Metastore in Apache Spark

Md Sarfaraz Hussain
3 min readApr 6, 2022

--

Metastore

Sharing one of my learning on Apache Spark, this might sound very basic but I was not aware of it until a few days ago and maybe many of you might also not know this, so thought of sharing it!

But before that, let’s understand what is Metastore in Spark? 🤔

=> Metastore (aka metastore_db) is a relational database that is used by Hive, Presto, Spark, etc. to manage the metadata of persistent relational entities (e.g. databases, tables, columns, partitions) for fast access. Additionally, a spark-warehouse is the directory where Spark SQL persists tables. 😀

Spark SQL by default uses an In-Memory catalog/metastore deployed with Apache Derby database. (Woh! I didn’t knew that 🤯)

You can check by following — 🔺println(spark.sharedState.externalCatalog.unwrapped)

• LISTED RECORDS:

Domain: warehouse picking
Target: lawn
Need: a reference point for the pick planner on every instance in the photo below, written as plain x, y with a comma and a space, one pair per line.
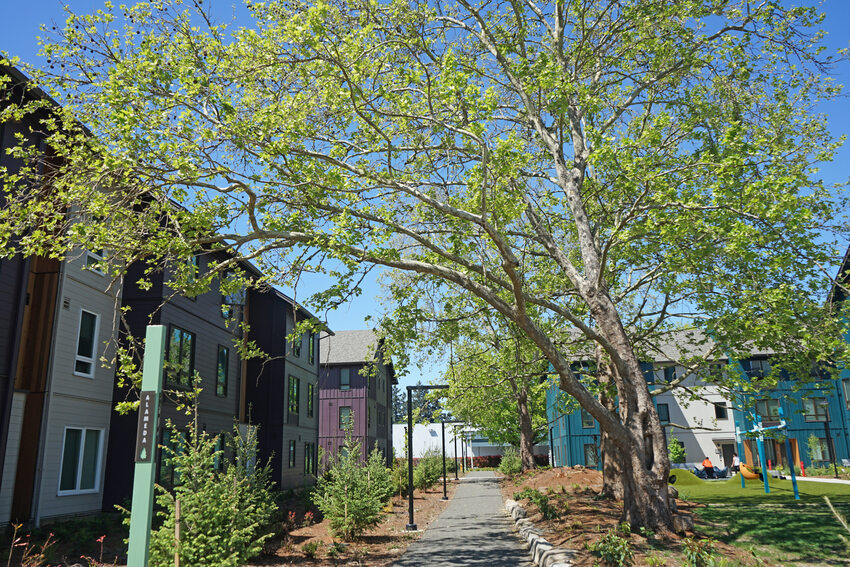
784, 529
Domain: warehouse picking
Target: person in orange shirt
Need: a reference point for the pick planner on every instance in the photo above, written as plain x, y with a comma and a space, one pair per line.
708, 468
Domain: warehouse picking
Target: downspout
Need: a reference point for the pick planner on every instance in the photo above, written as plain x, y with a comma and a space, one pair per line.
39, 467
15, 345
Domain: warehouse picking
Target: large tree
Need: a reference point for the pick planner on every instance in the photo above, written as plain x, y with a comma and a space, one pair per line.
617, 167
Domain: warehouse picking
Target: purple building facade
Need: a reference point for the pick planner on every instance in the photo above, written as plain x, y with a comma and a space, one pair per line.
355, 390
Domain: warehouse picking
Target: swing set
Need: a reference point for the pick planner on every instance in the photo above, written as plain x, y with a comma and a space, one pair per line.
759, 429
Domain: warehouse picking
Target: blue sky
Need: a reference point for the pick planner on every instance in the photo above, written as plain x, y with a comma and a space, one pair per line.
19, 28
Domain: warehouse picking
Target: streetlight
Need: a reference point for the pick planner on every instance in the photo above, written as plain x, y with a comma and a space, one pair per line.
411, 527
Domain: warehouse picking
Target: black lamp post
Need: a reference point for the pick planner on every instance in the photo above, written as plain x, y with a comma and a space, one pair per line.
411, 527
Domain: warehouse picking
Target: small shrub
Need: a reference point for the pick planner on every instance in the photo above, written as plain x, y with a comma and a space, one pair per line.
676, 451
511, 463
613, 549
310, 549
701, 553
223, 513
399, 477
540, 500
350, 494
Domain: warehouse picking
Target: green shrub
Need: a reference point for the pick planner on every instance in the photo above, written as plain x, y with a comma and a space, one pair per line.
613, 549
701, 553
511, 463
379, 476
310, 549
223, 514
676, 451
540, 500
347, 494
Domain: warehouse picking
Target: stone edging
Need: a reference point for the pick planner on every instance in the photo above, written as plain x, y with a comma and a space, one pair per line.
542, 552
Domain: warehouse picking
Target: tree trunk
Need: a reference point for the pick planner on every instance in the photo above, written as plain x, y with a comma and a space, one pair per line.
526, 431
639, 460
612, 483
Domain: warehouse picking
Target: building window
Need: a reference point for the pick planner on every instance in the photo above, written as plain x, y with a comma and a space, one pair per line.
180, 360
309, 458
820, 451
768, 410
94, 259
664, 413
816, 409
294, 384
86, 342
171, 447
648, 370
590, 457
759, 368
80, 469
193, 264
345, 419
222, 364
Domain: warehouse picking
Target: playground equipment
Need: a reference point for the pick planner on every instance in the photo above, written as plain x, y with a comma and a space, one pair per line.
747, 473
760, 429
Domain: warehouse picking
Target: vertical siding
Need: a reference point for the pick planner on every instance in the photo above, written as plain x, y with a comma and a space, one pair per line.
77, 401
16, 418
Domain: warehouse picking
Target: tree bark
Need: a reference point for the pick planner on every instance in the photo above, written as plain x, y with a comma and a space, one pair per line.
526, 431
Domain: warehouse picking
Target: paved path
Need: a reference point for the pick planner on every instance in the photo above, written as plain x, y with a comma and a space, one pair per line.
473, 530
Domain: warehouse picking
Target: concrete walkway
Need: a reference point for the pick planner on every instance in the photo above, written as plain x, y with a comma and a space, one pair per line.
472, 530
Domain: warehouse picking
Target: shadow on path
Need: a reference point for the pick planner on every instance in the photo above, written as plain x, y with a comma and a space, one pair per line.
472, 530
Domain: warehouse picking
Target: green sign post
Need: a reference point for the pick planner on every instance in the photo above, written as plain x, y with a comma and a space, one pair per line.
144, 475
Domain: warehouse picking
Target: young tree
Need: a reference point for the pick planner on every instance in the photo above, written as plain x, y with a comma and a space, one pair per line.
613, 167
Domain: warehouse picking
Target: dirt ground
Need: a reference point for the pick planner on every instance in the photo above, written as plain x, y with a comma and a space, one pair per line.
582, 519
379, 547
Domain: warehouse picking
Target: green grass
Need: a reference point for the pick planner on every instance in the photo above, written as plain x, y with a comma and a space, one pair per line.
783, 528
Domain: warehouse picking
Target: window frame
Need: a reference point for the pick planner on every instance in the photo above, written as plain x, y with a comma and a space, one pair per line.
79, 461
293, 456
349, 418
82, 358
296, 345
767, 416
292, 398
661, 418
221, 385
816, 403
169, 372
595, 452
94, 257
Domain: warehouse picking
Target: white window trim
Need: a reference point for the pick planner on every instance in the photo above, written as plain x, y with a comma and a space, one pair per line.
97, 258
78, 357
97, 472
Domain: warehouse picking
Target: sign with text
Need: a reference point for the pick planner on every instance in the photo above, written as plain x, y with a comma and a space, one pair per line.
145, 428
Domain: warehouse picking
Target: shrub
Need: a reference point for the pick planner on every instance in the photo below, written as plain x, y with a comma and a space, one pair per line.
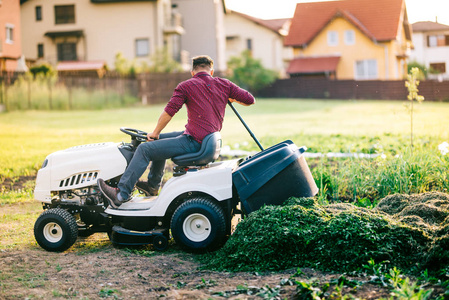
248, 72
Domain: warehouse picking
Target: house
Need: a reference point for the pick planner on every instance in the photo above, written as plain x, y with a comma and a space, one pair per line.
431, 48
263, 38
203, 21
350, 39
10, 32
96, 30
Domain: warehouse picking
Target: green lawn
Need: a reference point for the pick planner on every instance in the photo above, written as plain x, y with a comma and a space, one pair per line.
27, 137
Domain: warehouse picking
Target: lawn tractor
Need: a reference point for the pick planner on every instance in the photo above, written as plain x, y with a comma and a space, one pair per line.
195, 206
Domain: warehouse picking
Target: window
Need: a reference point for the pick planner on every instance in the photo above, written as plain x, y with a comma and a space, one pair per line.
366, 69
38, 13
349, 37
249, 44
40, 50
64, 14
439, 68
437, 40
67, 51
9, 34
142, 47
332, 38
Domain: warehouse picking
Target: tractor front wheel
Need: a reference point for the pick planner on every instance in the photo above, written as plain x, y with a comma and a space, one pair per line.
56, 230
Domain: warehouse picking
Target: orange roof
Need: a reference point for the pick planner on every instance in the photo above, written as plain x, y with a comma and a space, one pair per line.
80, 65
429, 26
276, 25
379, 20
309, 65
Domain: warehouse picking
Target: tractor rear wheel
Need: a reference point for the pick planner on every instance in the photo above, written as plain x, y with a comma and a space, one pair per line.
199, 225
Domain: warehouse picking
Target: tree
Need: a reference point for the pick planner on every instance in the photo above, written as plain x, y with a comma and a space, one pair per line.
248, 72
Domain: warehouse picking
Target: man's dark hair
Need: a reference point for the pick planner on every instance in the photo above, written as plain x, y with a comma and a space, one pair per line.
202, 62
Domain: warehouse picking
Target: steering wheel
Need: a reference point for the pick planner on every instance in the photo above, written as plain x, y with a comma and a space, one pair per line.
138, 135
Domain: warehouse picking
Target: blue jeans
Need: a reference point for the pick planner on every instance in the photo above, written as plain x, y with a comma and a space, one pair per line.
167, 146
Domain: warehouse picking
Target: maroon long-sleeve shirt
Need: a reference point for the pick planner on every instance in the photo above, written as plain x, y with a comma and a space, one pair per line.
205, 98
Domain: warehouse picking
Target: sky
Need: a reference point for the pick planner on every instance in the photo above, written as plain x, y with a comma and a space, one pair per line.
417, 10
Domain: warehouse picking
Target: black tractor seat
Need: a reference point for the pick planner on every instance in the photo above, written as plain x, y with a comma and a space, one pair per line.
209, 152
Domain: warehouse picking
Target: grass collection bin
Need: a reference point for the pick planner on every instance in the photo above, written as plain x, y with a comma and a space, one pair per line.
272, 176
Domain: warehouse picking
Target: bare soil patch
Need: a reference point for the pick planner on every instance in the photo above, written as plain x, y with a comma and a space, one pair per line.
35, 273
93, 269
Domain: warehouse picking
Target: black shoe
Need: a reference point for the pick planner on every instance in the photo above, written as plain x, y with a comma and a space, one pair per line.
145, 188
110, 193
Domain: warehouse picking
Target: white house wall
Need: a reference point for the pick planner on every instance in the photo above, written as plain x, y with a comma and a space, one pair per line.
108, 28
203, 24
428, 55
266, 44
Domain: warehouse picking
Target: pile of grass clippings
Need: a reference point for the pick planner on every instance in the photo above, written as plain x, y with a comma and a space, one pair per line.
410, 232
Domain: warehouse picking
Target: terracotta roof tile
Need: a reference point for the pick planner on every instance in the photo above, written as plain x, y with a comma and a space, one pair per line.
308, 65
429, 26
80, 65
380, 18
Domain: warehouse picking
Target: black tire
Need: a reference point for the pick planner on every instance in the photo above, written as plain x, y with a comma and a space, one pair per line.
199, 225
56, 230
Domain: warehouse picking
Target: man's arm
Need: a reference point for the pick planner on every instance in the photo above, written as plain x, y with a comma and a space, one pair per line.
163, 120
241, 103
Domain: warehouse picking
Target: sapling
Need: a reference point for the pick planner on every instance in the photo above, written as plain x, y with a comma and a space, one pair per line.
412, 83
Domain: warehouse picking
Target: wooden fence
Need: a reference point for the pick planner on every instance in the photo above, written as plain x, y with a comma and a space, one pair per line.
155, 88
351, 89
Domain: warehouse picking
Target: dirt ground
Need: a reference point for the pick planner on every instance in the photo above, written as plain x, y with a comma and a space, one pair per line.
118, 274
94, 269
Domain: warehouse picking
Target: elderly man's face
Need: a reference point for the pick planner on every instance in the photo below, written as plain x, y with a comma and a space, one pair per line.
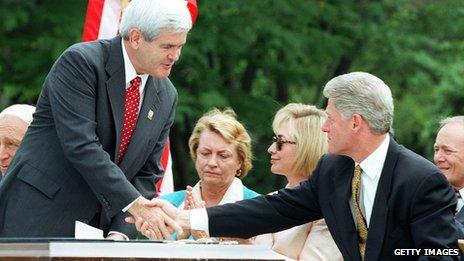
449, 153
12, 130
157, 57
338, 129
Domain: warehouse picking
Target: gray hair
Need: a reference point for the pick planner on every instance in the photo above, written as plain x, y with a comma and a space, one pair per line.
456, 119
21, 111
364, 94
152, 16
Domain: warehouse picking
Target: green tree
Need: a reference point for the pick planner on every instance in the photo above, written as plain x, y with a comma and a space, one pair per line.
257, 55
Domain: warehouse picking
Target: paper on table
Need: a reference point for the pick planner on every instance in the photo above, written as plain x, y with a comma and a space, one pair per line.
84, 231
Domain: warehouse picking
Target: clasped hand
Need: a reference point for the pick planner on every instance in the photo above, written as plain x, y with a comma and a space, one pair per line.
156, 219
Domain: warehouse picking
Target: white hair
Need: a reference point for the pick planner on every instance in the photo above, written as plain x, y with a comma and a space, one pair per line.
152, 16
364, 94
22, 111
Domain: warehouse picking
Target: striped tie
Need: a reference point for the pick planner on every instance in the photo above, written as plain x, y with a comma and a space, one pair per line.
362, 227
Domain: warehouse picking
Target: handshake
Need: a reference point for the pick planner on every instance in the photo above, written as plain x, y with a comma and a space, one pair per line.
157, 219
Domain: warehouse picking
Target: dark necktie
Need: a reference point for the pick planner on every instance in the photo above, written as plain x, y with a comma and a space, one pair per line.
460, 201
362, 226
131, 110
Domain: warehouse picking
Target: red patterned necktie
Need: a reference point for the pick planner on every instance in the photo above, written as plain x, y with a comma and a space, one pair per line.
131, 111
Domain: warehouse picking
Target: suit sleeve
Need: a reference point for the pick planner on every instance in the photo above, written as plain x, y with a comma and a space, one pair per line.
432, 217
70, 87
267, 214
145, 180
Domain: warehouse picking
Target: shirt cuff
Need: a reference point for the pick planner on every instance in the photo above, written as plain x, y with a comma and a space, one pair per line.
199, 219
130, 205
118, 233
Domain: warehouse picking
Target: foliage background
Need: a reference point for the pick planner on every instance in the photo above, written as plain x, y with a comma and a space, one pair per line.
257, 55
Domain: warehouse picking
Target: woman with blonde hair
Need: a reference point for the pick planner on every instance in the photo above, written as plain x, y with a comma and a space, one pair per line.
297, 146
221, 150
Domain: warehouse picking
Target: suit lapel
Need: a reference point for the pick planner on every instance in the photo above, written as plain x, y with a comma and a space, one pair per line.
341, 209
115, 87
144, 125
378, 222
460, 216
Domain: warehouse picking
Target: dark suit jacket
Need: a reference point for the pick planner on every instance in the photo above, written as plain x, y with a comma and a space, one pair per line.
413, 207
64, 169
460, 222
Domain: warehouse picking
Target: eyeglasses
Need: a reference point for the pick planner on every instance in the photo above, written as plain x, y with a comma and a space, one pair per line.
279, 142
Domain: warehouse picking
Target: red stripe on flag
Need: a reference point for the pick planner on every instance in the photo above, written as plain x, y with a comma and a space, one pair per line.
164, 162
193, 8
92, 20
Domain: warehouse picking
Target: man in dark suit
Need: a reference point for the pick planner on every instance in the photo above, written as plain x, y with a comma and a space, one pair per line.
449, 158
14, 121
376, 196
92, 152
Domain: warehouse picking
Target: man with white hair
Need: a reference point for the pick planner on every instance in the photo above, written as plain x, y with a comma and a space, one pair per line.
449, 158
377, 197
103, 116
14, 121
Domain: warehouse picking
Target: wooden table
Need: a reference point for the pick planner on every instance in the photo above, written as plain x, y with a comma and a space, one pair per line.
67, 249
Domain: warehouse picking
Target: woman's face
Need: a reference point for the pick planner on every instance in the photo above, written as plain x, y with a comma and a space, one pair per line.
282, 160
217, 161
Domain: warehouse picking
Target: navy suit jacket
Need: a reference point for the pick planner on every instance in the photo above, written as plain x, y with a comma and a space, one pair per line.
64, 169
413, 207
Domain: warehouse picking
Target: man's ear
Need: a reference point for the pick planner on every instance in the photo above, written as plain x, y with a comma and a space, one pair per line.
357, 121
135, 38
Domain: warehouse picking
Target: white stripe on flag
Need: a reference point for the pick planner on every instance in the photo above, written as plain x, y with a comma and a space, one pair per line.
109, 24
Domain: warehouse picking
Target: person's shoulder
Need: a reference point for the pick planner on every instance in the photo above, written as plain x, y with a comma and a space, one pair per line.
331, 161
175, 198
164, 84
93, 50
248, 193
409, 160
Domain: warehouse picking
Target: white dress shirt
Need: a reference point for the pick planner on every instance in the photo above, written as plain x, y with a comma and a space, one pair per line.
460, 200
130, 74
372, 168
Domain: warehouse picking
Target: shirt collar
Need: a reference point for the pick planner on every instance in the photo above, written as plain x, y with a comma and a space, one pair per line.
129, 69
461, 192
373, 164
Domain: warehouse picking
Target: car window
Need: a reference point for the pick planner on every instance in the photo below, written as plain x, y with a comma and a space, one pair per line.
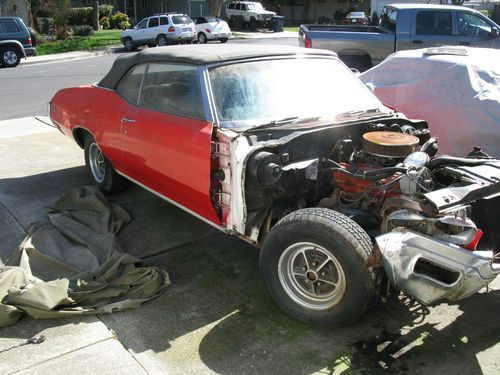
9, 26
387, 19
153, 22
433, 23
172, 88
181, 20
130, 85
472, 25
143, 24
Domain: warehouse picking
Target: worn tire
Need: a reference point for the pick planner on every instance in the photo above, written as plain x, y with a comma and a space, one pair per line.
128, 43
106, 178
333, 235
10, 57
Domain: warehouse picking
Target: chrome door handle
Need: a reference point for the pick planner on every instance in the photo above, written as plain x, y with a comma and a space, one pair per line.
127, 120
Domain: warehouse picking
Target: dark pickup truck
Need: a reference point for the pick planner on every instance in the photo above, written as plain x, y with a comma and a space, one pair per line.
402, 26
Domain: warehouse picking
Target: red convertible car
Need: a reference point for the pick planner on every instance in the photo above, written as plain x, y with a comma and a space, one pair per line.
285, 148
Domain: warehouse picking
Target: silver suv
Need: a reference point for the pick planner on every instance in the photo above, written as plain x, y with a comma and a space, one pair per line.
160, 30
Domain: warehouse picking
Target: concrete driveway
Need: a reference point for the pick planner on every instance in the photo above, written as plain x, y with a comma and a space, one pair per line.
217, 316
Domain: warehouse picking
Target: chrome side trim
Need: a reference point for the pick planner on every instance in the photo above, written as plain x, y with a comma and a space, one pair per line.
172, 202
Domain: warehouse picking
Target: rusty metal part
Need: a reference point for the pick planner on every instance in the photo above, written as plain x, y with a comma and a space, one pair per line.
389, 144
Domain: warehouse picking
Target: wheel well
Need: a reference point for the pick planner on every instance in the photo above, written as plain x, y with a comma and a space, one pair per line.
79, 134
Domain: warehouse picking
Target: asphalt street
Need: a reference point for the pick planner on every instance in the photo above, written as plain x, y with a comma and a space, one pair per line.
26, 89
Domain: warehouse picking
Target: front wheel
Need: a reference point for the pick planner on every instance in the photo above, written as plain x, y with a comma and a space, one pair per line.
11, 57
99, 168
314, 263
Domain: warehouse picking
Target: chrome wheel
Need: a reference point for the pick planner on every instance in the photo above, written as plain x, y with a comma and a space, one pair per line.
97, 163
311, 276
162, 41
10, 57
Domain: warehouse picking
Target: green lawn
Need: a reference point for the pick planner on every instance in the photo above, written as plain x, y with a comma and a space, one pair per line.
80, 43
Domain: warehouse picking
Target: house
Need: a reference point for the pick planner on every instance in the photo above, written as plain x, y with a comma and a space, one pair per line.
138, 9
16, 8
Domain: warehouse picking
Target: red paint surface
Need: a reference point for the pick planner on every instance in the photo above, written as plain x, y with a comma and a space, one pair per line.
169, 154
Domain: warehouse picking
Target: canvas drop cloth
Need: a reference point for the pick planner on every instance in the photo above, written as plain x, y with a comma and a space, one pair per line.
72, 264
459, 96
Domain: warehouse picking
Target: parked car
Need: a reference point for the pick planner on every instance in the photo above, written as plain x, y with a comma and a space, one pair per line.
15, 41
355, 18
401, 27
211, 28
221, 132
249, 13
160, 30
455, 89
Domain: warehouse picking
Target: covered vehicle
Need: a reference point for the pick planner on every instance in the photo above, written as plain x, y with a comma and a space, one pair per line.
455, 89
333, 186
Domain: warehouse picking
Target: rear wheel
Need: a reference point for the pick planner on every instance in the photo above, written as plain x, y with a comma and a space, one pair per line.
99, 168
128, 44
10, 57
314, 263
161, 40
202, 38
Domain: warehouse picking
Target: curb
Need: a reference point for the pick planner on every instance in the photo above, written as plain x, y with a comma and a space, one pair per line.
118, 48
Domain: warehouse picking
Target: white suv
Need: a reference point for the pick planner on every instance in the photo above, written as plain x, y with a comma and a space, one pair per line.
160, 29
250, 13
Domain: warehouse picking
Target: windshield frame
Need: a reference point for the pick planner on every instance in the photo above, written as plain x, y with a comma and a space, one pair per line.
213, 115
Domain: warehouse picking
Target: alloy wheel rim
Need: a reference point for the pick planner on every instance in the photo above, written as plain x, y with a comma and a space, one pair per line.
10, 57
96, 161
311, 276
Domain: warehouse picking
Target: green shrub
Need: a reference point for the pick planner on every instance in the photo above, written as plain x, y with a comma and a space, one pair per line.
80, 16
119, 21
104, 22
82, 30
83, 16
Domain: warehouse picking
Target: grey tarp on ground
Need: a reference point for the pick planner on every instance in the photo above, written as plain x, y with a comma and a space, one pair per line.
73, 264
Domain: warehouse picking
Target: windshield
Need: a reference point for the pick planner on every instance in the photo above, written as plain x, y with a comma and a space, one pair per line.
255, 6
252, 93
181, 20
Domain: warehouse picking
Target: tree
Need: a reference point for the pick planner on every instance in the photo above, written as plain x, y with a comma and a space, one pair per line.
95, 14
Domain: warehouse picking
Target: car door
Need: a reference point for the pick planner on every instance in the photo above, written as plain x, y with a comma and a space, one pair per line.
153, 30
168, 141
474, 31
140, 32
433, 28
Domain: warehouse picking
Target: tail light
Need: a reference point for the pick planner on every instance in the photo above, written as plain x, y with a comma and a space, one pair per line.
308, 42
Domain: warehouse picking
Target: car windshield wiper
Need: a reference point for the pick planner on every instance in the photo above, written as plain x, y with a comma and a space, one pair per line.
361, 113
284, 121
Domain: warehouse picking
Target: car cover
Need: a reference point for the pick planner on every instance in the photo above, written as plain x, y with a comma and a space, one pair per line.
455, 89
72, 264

• ACTIONS TO TAKE:
1. Gather every line of the records that contains the word "green", and list them.
2. Extend the Spark metastore article past its final line.
The Spark metastore article and the records come from unrelated sources.

• EXPECTED RESPONSES:
1.
Target: green shrub
Target: green sign post
Target: green grass
Target: green lawn
Target: green tree
Target: green lawn
Target: green shrub

2.
🔻res: org.apache.spark.sql.catalyst.catalog.InMemoryCatalog

But the default embedded deployment mode is not recommended for production use due to the limitation of only one active SparkSession at a time.

Now, comes the Hive Metastore which I and all are familiar with and is recommended for production.

To enable Hive Metastore, we need to add .enableHiveSupport() API when we create our Spark Session object and is by default deployed with Apache Derby database, but we can change to any other database like MySQL.

You can check by following -
🔺println(spark.sharedState.externalCatalog.unwrapped)
🔻res: org.apache.spark.sql.hive.HiveExternalCatalog

HiveExternalCatalog uses spark.sql.warehouse.dir directory as the location to save databases and tables.

Sample Code

The catalog implementation is controlled by spark.sql.catalogImplementation and can be one of the two possible values: “hive” and “in-memory”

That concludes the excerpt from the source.